If outsiders are inclined to forget their whereabouts (and manners), reminders include the submarine banners, submarine pictures, submarine memorabilia, submarine graffiti (“Best Sonar Shack In the Navy”) and submarine gear and a newly arrived submarine toilet behind the bar.
And if all else fails, a submarine klaxon erupts periodically with the ear-shattering sound of ooooo-gah ooooo-gah.
After four decades of owning submariner bars in three Navy towns (including the last eight years in San Diego), the Looby family knows the secrets of putting on a submariner bash deluxe.
On Saturday, the Horse and Cow will host a belated Christmas bash for homesick submariners, complete with a visit from Santa, $1 shots of a secret and particularly lethal house mixture called “nuclear waste,” and the usual fare of cheeseburgers, fries and hot wings. Plus country-Western music played at a raucous level.

- Supplied information:
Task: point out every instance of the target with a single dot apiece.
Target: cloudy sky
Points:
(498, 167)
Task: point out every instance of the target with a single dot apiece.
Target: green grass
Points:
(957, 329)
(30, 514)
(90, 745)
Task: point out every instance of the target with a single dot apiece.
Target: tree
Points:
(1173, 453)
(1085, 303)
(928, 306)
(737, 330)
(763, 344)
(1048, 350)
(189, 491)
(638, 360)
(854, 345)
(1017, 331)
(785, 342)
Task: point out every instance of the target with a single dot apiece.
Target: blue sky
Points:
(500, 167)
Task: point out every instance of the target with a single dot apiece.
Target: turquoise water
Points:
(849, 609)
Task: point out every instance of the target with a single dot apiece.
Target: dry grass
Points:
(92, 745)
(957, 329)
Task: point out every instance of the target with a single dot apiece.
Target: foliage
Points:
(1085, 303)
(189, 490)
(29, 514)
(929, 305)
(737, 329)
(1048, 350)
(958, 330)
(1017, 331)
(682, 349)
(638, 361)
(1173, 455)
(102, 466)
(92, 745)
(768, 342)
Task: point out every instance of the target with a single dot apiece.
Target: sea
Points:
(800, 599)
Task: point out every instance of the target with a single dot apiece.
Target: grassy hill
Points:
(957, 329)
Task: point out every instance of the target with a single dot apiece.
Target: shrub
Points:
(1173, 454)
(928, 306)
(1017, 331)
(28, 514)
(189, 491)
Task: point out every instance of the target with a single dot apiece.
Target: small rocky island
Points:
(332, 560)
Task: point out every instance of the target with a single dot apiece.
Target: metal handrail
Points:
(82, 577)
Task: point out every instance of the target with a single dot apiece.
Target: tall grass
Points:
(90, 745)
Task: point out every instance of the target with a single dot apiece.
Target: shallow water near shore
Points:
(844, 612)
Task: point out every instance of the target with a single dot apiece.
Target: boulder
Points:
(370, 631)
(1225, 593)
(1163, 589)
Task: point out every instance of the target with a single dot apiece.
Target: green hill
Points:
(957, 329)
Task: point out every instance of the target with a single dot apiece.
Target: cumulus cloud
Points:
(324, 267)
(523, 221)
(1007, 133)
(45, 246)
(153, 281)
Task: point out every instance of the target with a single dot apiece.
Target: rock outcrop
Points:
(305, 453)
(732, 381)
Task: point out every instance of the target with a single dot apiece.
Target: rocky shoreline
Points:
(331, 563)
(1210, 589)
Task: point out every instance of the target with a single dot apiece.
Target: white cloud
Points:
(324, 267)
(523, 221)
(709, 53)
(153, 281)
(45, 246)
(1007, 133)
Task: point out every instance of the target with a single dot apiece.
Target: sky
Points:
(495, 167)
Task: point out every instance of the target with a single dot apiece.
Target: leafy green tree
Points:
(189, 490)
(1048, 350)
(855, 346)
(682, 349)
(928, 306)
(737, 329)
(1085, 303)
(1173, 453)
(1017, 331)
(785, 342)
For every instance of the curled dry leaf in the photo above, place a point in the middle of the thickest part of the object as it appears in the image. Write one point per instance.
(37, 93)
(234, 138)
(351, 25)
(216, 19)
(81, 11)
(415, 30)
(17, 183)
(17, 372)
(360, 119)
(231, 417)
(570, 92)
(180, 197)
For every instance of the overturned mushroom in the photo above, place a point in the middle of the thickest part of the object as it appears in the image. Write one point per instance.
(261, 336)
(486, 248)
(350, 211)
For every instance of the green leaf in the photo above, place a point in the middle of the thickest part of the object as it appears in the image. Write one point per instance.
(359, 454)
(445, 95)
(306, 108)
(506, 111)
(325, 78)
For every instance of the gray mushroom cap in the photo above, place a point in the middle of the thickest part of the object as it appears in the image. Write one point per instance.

---

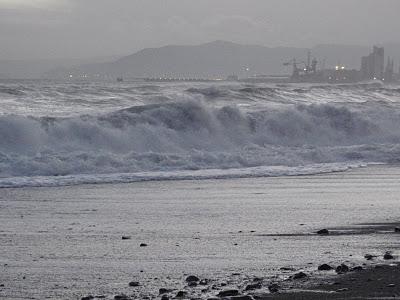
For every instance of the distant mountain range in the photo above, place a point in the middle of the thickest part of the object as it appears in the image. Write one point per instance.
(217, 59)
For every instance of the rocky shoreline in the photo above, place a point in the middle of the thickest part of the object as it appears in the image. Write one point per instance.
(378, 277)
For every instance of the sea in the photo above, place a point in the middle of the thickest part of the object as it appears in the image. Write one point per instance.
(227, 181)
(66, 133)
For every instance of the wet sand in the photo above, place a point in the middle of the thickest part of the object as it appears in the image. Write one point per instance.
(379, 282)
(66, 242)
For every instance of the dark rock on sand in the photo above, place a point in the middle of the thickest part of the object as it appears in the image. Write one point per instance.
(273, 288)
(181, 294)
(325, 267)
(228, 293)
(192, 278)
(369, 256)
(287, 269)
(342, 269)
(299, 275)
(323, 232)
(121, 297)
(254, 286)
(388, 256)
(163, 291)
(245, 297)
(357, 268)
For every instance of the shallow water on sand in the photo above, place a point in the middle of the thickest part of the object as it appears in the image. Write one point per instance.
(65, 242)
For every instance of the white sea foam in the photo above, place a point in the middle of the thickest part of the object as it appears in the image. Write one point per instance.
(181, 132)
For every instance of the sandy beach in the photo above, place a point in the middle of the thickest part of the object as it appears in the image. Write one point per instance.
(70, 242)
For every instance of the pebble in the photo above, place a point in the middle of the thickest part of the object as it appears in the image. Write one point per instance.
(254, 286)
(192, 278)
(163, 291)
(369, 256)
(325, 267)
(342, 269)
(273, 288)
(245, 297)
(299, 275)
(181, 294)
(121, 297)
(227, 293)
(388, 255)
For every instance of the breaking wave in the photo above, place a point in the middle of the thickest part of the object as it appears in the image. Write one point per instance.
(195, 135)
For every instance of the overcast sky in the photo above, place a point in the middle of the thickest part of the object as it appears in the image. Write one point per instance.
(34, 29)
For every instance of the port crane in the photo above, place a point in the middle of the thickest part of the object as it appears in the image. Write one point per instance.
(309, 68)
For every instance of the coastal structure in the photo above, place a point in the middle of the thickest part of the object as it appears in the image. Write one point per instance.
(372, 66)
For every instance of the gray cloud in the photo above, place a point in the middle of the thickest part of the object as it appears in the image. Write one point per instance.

--

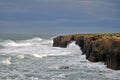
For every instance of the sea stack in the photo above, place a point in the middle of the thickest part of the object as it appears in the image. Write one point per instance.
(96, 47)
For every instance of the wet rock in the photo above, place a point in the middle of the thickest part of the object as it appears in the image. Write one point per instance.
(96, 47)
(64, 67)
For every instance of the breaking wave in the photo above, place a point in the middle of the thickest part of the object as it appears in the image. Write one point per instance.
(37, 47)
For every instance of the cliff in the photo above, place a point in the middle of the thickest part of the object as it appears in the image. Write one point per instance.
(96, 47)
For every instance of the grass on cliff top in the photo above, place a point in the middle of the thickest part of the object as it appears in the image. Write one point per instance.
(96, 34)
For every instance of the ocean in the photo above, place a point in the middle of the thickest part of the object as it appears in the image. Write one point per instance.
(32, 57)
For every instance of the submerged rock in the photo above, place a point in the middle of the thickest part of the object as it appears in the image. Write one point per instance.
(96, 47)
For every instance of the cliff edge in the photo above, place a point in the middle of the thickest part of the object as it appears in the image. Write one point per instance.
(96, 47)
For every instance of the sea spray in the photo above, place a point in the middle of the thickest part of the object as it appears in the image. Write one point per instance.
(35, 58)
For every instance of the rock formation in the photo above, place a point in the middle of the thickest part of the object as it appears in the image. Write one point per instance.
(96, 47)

- What the exercise asks: Copy everything in the submariner bar passage from "After four decades" down to "submariner bash deluxe.", changing "submariner bars" to "Navy pubs".

- Result for this exercise:
After four decades of owning Navy pubs in three Navy towns (including the last eight years in San Diego), the Looby family knows the secrets of putting on a submariner bash deluxe.